- [EXCERPT]

==*==

For decades, Minnesota has been a national conservation leader. Our leadership role is still active today, especially on issues concerning clean water and pollinators.
Conservation Minnesota worked for years to get microbeads, found in personal care products and cosmetics, out of our lakes and rivers. Wastewater treatment plants are unable to remove the small bits of plastic which accumulate in our waters. As Minnesota was on the verge of joining partner states by passing a microbeads ban in 2016, federal officials took note, and passed a nationwide ban. Microbeads are now banned in all personal care products and cosmetics.
In a similar story, Minnesotans recognized the chemical ‘triclosan,’ an additive in antibacterial soap, was polluting our lakes and rivers. Research has shown the chemical as ineffective, and there was growing concern of unintended consequences as a hormone disruptor with other negative health effects. The Friends of the Mississippi River and National Park Service spearheaded the triclosan movement, and in 2014 Conservation Minnesota helped pass Minnesota’s strong ban. Recognizing the good leadership from Minnesota, just this year, the FDA took the extraordinary step of banning triclosan in over the counter hand and body washes.

==*==

- [THE DATA]

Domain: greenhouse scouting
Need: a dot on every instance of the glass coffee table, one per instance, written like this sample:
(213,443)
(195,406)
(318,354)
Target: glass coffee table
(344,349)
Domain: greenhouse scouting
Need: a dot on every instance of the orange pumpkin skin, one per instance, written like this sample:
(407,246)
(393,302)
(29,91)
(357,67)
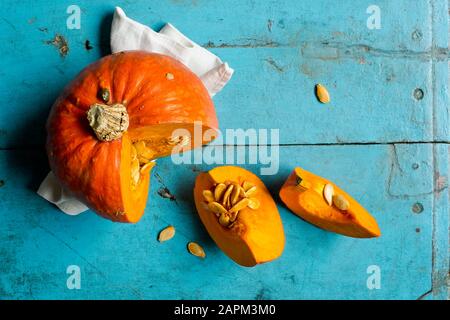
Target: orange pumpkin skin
(98,172)
(258,236)
(307,201)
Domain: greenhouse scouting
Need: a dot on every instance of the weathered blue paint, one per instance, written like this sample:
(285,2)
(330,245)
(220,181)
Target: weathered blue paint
(280,50)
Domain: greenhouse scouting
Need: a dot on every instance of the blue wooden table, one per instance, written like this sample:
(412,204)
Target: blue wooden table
(384,138)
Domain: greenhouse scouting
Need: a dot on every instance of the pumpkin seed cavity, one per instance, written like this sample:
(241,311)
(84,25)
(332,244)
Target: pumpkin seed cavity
(141,161)
(227,199)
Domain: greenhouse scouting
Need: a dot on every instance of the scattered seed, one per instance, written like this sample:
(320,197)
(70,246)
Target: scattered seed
(196,250)
(208,195)
(250,191)
(322,94)
(217,208)
(235,195)
(227,194)
(233,216)
(253,203)
(328,192)
(166,234)
(247,185)
(240,205)
(218,191)
(340,202)
(104,94)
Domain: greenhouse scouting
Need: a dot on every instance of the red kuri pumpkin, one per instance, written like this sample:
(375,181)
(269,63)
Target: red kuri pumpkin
(116,117)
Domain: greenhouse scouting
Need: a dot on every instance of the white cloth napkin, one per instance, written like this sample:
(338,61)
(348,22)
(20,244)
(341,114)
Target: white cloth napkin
(127,34)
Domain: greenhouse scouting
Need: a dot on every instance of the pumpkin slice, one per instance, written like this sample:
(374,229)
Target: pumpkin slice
(303,193)
(115,118)
(243,219)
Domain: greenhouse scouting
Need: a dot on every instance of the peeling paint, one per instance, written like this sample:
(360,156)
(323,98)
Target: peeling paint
(61,43)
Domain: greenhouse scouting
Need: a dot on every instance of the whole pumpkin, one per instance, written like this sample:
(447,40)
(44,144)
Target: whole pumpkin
(114,119)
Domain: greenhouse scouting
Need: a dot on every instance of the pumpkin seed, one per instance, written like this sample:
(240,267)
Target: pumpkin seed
(224,219)
(208,195)
(104,94)
(250,191)
(166,234)
(219,190)
(247,185)
(133,153)
(233,216)
(147,167)
(240,205)
(227,194)
(217,208)
(328,192)
(196,250)
(143,160)
(253,203)
(322,93)
(235,195)
(340,202)
(143,151)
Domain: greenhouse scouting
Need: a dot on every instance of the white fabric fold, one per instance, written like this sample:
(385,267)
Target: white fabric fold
(127,34)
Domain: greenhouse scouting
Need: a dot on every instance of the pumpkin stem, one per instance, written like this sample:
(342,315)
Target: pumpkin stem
(109,122)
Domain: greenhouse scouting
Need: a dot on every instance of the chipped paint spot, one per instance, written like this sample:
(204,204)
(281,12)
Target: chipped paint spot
(87,45)
(274,64)
(269,25)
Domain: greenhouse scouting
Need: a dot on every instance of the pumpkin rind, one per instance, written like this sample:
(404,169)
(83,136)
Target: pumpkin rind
(98,172)
(302,193)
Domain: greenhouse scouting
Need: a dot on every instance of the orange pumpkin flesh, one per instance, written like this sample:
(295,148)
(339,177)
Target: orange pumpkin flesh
(99,172)
(306,200)
(257,235)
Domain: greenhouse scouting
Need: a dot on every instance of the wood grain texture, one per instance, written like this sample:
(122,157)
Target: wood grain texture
(375,139)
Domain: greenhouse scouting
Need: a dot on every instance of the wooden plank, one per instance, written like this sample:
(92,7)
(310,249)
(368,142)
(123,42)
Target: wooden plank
(280,51)
(38,242)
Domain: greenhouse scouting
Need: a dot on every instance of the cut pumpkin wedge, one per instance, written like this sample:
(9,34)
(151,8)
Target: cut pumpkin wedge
(249,235)
(303,194)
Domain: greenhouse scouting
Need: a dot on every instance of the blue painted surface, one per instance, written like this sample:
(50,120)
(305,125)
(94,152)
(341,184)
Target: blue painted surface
(368,140)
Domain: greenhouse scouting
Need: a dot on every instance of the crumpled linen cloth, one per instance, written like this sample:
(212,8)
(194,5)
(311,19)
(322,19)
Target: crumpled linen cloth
(127,34)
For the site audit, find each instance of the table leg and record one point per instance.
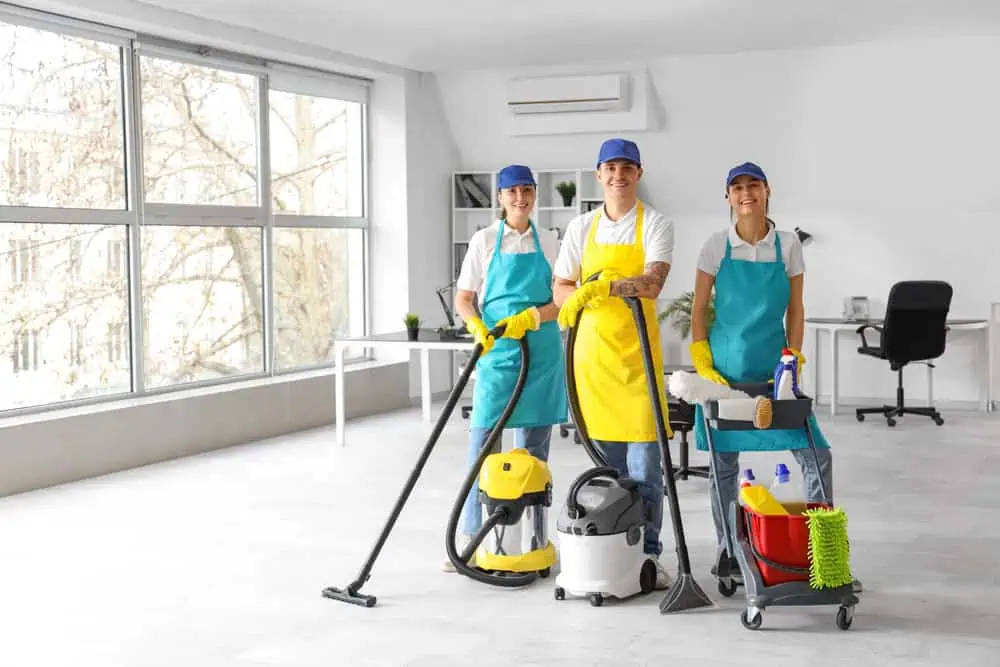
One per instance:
(425, 382)
(338, 360)
(814, 387)
(834, 370)
(987, 338)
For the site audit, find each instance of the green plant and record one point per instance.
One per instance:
(567, 189)
(679, 312)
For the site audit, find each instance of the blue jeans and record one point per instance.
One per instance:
(727, 466)
(535, 440)
(641, 462)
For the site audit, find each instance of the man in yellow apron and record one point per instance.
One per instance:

==*==

- [COMPLETE THE FOLLOWING]
[1] In the text on Minnesota's conservation leadership, in what year did Conservation Minnesota help pass the state's triclosan ban?
[2] Name every organization or agency mentioned by name in the text on Minnesota's conservation leadership.
[3] Write the next paragraph of the text on Minnesota's conservation leadership, picking up right after its last sentence.

- [ANSWERS BY ITEM NUMBER]
[1] 2014

[2] Conservation Minnesota, Friends of the Mississippi River, National Park Service, FDA

[3]
Neonicotinoids, or “Neonics,” are pesticides widely used in agriculture to protect commercial crops. However, research is showing that neonics have deadly consequences for species not targeted by the pesticide, especially pollinators like bees and butterflies. This fall, Governor Mark Dayton issued an executive order directing state government to take steps to reverse pollinator decline and restore pollinator habitat. This leadership should help reduce the amount of harmful neonics and further strengthen Minnesota’s position as a national leader protecting and restoring pollinators.
Conservation Minnesota is proud of the leadership the state has taken, and we plan to continue that leadership as we work to protect the Minnesota you love.